== TASK OBJECTIVE ==
State how many lines of the records below contain the string "Trace", counting only matches with the same capitalization, and give the number alone.

Segmentation labeling entries

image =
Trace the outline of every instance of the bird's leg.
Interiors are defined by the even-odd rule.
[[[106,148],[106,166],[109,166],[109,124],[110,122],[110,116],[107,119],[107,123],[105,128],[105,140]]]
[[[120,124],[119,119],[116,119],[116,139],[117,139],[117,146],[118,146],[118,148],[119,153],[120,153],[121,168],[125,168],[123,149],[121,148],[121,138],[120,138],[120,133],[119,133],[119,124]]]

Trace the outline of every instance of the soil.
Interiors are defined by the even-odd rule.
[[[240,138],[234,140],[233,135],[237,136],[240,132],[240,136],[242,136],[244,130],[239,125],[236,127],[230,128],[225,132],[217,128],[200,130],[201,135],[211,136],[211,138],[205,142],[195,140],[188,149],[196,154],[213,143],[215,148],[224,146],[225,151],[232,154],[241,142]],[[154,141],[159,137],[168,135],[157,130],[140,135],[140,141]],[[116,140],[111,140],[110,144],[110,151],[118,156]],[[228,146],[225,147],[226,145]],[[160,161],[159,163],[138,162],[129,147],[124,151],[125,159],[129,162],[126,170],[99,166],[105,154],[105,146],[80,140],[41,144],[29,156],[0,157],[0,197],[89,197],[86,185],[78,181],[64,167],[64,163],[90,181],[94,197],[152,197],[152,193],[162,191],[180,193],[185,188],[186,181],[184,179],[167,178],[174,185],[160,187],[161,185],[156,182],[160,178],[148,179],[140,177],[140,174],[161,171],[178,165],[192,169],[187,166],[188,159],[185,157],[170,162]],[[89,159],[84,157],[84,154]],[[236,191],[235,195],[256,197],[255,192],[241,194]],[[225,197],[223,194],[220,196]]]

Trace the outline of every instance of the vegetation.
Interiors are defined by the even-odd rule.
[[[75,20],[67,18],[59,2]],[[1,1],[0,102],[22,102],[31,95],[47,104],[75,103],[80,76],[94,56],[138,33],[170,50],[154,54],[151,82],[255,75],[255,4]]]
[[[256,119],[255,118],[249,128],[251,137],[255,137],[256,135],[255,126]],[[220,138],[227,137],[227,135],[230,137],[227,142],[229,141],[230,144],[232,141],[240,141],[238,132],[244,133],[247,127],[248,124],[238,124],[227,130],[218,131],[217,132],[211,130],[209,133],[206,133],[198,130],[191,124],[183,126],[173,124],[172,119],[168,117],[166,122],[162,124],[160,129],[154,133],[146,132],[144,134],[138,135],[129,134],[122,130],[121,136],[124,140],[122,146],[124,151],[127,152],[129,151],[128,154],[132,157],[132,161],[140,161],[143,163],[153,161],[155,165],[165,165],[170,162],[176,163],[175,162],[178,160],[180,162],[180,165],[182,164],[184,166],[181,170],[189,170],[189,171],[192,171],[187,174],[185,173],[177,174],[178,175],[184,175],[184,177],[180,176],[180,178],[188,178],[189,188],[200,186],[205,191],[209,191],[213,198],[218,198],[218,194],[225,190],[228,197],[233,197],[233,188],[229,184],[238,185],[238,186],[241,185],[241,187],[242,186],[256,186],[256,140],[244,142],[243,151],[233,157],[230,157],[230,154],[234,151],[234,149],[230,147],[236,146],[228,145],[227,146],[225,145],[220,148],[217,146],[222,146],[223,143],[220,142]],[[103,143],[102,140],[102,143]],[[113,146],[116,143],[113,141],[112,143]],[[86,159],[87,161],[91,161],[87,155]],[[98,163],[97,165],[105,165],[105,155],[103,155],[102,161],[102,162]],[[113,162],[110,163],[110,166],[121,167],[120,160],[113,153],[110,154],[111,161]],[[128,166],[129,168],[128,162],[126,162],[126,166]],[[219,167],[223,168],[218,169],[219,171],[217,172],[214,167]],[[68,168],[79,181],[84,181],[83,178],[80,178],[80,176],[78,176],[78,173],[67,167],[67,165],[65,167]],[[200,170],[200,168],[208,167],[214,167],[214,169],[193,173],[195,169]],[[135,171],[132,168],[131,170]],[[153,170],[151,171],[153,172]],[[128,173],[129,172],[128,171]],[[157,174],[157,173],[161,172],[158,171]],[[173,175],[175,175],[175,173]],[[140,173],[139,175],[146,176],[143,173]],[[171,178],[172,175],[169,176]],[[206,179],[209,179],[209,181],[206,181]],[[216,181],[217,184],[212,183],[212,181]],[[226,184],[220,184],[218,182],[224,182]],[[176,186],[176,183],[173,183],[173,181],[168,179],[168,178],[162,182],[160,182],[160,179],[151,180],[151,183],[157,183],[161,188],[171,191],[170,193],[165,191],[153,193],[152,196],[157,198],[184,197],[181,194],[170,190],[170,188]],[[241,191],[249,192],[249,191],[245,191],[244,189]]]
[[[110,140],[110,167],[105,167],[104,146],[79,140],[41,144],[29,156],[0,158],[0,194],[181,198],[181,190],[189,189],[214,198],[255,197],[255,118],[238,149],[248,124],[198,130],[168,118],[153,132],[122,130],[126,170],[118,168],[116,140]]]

== RESPONSE ==
3